Requirement
Identify every line in the listing below that contains the string "intake", and copy each of those lines. Case counts.

--- Start Information given ---

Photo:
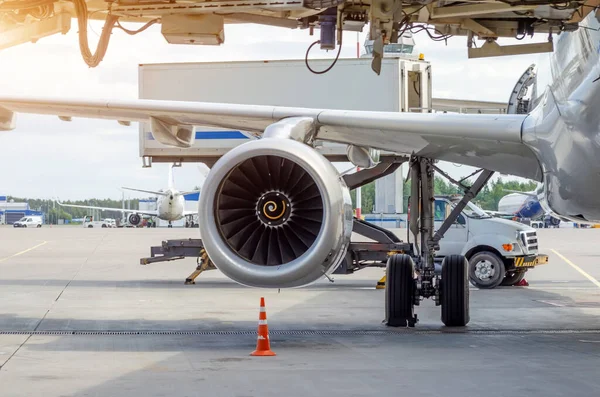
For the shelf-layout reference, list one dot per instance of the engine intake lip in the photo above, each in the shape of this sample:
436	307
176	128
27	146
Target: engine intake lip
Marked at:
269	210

--- End Information given ---
--- Start Information given ---

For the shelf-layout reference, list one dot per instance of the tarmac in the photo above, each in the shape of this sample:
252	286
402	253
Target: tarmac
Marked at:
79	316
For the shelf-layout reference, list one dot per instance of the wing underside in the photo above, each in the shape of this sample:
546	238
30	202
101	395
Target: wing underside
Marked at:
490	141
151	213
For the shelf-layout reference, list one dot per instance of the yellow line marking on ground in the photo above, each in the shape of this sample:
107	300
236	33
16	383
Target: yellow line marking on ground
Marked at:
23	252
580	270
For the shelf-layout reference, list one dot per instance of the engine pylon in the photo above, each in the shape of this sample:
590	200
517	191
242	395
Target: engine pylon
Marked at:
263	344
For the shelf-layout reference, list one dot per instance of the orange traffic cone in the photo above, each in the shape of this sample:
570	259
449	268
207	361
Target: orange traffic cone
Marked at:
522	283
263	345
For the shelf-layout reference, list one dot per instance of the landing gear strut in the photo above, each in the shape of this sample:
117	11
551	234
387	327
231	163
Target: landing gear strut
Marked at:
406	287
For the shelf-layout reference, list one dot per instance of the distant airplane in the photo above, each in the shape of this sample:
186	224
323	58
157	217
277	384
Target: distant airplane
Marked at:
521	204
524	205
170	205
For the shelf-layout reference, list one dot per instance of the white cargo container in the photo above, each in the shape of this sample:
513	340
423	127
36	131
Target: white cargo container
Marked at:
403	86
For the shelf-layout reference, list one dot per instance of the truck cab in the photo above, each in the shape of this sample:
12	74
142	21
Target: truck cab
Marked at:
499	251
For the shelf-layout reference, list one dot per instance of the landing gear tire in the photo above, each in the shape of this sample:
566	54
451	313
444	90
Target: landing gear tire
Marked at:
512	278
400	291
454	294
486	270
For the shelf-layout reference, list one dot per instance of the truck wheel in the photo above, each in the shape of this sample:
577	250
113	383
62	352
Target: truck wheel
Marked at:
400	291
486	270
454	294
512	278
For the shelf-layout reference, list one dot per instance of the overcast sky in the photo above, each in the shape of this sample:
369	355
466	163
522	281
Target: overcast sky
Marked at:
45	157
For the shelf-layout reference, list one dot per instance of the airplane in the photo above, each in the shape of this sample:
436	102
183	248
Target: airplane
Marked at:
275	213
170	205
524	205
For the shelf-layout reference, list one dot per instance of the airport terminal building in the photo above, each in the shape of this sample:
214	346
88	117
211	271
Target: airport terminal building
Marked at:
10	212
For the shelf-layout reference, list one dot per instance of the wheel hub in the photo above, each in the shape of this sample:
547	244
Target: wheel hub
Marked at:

--- End Information given ---

Response
For the shelf-layout reference, list one dot per instance of the engine intake lip in the photo above, each in the shape of this sample:
Target: engine intake lip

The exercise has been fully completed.